Of the entries below, restate word for word only the section that runs from the line with "hand in the photo above." to the line with "christmas tree in the photo above.", counting both ends.

-- -- --

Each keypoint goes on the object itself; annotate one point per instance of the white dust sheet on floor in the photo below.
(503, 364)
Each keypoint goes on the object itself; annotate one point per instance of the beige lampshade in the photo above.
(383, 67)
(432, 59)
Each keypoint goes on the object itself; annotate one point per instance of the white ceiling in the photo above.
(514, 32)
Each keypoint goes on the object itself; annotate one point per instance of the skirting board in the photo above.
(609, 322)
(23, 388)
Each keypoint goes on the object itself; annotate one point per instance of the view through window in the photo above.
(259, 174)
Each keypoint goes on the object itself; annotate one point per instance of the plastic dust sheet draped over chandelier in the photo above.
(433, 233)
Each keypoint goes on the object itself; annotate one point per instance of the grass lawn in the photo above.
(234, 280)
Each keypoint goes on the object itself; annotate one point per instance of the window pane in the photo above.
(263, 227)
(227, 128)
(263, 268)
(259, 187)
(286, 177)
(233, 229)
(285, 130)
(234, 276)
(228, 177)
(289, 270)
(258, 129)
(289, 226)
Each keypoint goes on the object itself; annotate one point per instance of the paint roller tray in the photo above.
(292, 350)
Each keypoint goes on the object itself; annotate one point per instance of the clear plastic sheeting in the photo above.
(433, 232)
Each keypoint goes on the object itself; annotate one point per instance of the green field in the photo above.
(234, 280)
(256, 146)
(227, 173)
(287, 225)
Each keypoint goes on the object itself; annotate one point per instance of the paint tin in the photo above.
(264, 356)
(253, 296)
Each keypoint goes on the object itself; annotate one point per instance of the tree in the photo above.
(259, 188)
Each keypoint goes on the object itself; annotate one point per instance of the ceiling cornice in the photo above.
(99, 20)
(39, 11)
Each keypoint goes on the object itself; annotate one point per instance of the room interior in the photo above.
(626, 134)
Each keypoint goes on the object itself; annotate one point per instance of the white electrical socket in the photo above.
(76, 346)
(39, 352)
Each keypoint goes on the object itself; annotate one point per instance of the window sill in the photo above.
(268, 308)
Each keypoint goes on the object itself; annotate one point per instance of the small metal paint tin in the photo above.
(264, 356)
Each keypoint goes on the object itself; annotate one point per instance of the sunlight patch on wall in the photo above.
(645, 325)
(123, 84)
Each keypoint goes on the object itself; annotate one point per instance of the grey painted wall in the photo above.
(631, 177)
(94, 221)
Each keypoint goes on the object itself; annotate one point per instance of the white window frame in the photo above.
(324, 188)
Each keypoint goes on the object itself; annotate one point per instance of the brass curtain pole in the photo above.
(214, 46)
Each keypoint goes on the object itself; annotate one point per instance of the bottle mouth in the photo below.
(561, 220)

-- -- --

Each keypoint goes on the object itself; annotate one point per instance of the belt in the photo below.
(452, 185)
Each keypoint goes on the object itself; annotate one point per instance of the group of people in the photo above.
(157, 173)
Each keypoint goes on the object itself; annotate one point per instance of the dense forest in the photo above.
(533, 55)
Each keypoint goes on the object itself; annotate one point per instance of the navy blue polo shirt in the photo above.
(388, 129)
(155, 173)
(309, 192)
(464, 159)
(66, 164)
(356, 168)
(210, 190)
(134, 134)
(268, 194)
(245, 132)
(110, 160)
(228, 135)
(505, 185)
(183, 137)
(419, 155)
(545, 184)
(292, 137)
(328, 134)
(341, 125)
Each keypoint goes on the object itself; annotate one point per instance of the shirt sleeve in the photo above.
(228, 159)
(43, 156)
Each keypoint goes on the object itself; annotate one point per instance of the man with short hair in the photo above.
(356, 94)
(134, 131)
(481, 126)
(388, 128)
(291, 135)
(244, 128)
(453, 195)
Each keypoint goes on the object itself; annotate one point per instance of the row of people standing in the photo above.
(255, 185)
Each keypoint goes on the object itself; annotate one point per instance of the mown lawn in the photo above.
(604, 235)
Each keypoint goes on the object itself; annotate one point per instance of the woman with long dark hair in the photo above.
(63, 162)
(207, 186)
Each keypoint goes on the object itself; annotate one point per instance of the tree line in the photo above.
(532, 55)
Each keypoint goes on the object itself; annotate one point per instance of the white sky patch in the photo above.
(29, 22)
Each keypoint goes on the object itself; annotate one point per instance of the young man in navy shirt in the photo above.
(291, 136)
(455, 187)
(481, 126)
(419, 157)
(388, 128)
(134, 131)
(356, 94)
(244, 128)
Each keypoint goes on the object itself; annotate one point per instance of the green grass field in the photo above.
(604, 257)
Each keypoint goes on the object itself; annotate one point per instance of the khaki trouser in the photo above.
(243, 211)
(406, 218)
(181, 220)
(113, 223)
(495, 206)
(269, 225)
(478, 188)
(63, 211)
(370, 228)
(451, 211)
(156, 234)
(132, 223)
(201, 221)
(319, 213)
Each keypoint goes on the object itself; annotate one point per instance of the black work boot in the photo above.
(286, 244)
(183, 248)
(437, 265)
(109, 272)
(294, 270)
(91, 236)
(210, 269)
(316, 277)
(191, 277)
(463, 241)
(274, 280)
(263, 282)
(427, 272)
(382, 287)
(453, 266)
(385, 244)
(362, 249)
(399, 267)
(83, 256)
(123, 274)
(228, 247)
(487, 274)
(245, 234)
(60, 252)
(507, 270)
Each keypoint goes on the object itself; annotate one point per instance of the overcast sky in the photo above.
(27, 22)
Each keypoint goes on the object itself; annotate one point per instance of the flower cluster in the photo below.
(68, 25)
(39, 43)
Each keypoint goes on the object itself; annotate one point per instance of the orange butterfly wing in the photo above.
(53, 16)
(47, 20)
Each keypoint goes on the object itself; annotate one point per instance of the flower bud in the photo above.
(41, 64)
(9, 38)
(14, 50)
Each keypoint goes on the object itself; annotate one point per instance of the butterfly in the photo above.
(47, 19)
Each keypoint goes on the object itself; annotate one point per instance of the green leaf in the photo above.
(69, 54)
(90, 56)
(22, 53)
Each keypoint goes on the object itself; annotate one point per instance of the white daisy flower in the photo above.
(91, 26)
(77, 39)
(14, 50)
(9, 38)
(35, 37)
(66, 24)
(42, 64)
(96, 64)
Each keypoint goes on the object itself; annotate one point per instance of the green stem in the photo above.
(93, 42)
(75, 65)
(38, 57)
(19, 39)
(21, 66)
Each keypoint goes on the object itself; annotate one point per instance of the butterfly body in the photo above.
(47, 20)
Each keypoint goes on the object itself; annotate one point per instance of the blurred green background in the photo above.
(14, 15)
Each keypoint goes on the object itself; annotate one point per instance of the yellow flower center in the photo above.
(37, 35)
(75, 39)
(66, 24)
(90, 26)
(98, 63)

-- -- --

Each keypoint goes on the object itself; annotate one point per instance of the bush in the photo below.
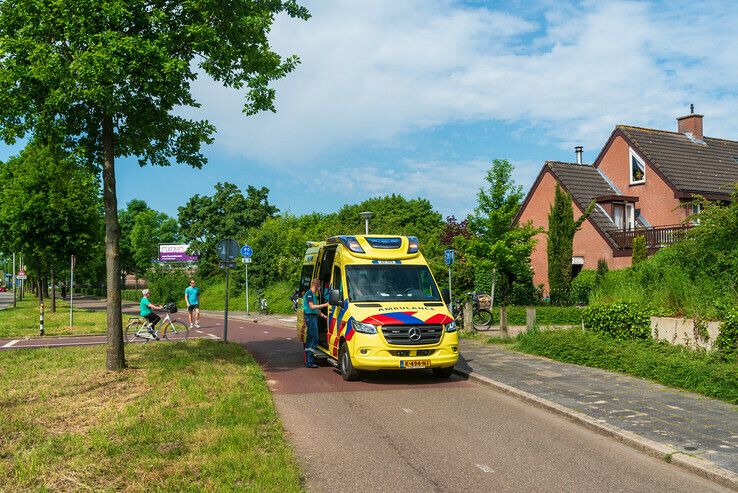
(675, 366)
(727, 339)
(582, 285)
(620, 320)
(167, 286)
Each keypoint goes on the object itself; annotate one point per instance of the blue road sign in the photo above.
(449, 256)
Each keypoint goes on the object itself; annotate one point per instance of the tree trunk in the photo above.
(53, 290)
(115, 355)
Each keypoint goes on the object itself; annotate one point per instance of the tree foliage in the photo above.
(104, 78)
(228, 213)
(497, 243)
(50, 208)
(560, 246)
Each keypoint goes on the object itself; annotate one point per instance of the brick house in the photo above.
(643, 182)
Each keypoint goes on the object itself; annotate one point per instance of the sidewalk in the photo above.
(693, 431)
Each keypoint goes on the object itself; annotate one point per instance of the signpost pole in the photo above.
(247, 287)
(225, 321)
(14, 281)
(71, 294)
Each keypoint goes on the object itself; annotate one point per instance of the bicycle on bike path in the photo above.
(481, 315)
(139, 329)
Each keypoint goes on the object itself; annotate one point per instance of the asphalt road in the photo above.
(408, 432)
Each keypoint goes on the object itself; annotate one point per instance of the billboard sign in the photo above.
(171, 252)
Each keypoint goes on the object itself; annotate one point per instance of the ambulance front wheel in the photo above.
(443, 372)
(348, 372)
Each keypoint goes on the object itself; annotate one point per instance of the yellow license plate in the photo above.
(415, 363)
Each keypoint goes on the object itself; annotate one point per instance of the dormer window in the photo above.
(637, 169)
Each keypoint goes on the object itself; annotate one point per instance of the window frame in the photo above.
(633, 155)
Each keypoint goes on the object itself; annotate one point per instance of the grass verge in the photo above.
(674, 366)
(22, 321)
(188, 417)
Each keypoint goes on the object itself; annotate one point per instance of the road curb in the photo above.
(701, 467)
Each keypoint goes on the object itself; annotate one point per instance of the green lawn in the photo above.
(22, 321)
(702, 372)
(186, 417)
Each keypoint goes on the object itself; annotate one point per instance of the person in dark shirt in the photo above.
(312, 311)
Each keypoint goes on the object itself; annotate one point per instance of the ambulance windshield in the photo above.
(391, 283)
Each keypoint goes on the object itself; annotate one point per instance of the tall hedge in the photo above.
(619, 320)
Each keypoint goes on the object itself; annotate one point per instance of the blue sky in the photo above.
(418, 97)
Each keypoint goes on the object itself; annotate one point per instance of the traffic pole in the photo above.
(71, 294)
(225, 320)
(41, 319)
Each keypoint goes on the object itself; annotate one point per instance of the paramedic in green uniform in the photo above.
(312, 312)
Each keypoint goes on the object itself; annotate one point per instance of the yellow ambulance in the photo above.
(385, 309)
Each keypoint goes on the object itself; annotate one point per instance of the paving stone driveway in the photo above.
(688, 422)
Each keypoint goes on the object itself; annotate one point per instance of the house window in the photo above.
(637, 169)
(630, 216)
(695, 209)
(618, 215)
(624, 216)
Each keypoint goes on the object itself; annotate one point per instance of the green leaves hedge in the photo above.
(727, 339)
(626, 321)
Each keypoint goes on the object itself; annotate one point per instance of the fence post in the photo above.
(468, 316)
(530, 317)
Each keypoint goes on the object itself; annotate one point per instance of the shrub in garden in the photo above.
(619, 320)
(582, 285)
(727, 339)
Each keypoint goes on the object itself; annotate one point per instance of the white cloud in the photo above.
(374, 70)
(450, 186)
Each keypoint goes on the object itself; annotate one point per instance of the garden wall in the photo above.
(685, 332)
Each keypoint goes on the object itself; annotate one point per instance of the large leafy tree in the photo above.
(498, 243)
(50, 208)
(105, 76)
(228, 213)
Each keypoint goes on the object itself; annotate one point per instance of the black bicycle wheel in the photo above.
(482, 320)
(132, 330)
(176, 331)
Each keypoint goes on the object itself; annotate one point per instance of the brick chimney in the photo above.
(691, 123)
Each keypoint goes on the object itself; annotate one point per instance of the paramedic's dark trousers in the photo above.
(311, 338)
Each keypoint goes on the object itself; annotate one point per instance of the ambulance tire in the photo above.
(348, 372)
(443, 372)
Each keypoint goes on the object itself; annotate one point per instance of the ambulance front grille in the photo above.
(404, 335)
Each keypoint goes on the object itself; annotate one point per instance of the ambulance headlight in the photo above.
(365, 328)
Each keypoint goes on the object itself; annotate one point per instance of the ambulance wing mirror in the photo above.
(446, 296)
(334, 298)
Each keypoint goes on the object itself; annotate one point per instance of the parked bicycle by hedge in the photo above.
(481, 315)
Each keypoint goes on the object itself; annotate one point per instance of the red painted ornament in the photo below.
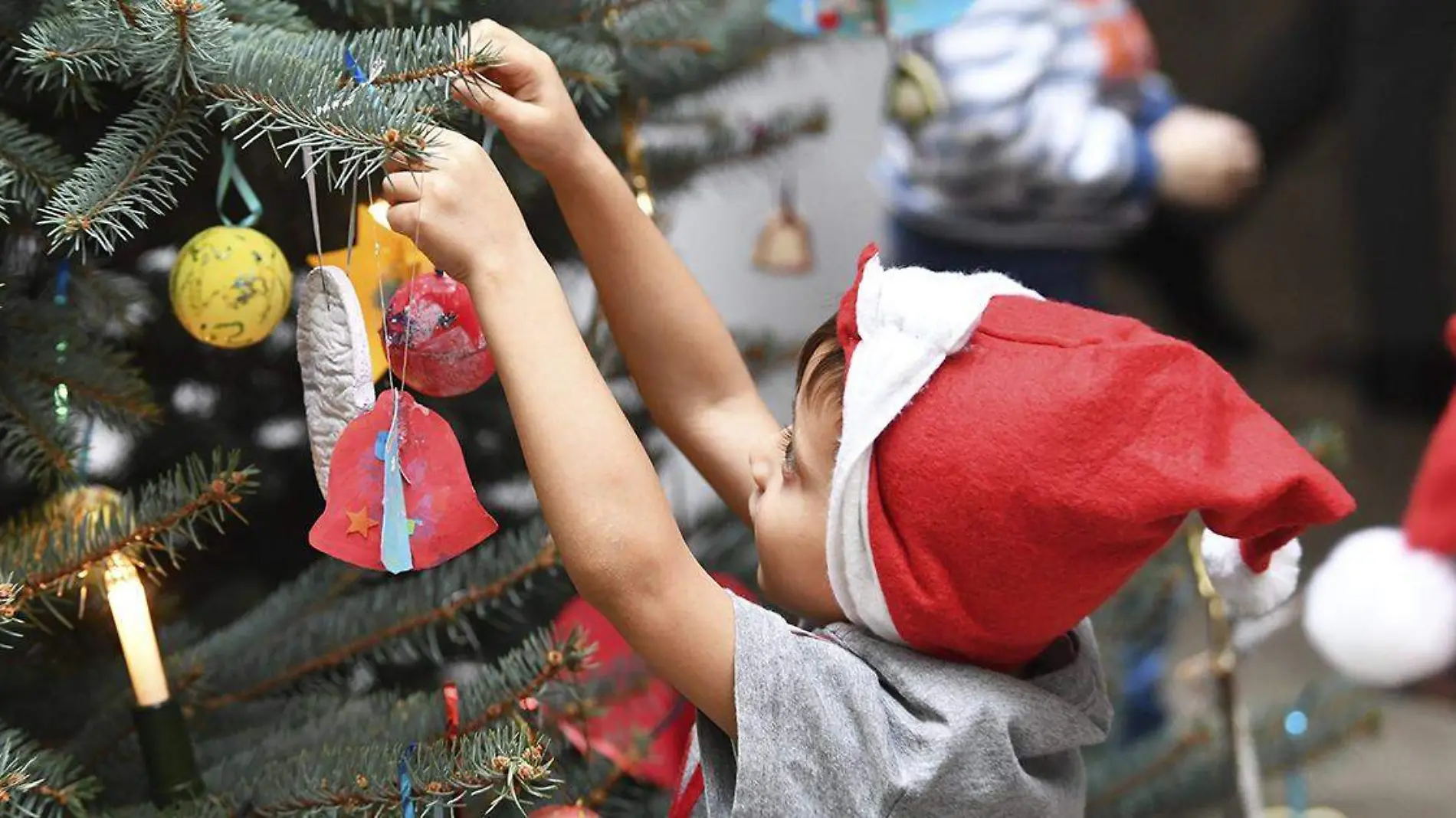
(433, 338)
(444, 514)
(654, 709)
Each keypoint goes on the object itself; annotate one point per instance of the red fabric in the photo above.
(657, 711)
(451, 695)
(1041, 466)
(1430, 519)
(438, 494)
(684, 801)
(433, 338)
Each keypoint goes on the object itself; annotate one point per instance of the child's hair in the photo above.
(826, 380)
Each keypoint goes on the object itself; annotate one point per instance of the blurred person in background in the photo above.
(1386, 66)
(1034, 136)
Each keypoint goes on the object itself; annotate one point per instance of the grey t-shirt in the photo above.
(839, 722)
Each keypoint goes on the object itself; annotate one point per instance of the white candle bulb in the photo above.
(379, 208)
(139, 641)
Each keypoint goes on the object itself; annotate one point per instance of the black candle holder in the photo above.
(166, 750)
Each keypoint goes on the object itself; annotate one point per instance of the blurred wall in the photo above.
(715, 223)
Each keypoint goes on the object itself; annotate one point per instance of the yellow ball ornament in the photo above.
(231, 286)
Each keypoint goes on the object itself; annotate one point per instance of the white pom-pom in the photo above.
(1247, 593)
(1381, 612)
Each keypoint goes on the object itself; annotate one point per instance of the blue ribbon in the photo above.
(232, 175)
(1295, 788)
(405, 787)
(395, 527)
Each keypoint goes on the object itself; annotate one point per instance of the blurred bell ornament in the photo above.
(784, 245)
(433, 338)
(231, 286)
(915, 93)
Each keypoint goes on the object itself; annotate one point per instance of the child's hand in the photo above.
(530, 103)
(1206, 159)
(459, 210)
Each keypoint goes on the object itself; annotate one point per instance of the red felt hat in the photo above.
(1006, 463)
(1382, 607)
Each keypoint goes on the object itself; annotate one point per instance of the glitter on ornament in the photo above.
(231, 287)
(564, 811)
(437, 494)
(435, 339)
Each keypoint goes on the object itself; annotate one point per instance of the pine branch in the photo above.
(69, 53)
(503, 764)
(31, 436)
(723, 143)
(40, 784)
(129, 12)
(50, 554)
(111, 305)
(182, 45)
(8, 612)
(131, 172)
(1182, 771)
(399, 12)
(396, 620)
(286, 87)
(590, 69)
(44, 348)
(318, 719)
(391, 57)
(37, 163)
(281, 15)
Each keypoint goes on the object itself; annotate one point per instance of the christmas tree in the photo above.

-- -- --

__Result__:
Each keypoint goes on the object itself; annotate one point per instance of the child's hand in the photo above.
(530, 103)
(1206, 159)
(459, 210)
Each keypoint goes on the object itself; annotate one point per instance of the red felt hat in the photo above.
(1006, 463)
(1382, 607)
Each keypoint goes on the object itself; annotate one point per instance of the glitter on ornament in the photo above.
(231, 287)
(564, 811)
(437, 494)
(435, 339)
Each keypoint goes on the object itself; annotate one point per instance of the pine branch in the photo above.
(69, 53)
(503, 764)
(31, 436)
(723, 143)
(40, 784)
(129, 12)
(50, 554)
(111, 305)
(182, 45)
(8, 612)
(131, 172)
(1182, 771)
(399, 12)
(396, 620)
(286, 87)
(590, 69)
(44, 348)
(318, 719)
(391, 57)
(37, 163)
(281, 15)
Each keypoint goes on the object itself; annotate one point per instance of the christmas tree in the photo above.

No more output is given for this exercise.